— start of AVAILABLE DATA —
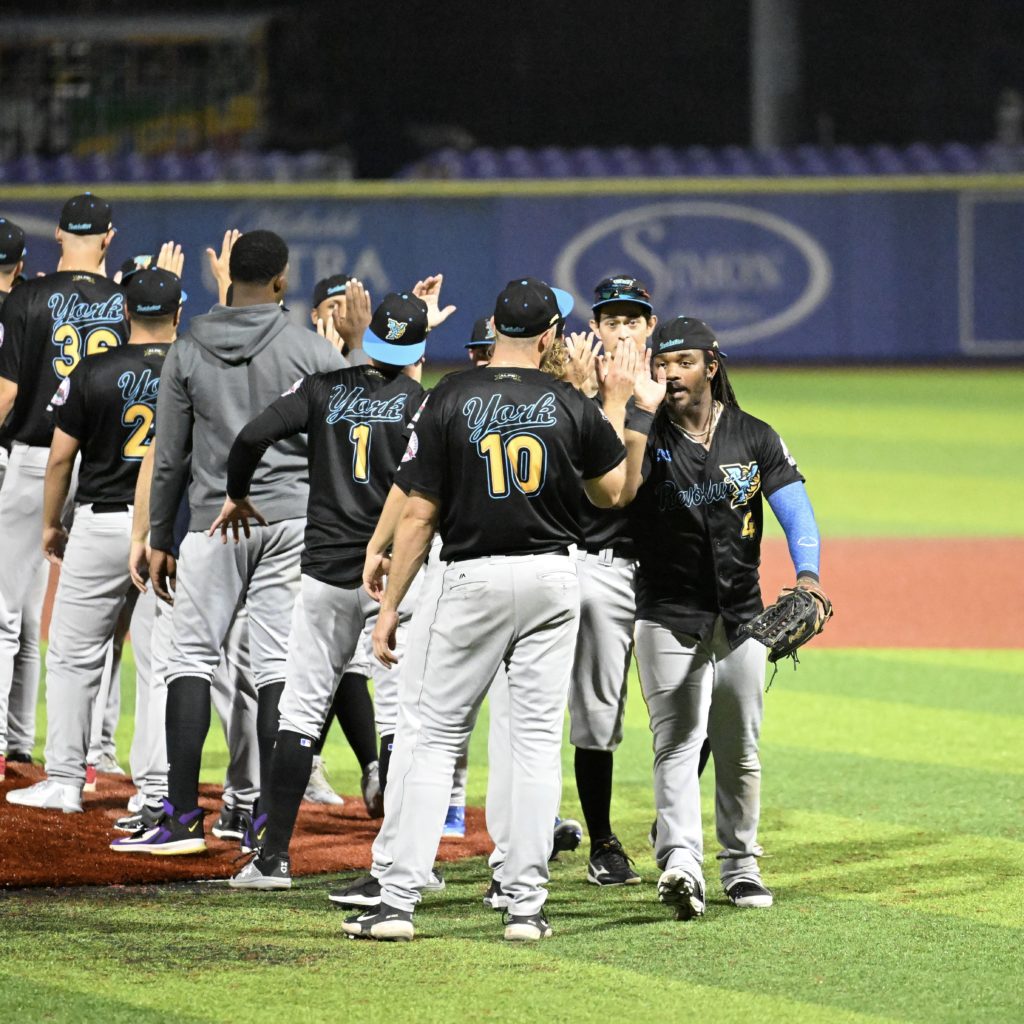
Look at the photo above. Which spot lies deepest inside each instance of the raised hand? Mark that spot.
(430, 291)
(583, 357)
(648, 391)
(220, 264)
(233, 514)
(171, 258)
— end of AVAILABLE DATA —
YOUR INSTRUCTIONS.
Render the entries above as a two-column CSV with the headers "prompt" and "points", one row per entry, putting each entry's text and its answer in separate quoted fields and replacing line breaks with spaces. Leave the pictures out.

SOLUTION TO THE EXERCISE.
prompt,points
"Look at the photo above. Which spot lies deepest inside each instance of the raised hand? Mark that spot.","(430, 291) (583, 357) (648, 391) (220, 264) (233, 514) (171, 258)"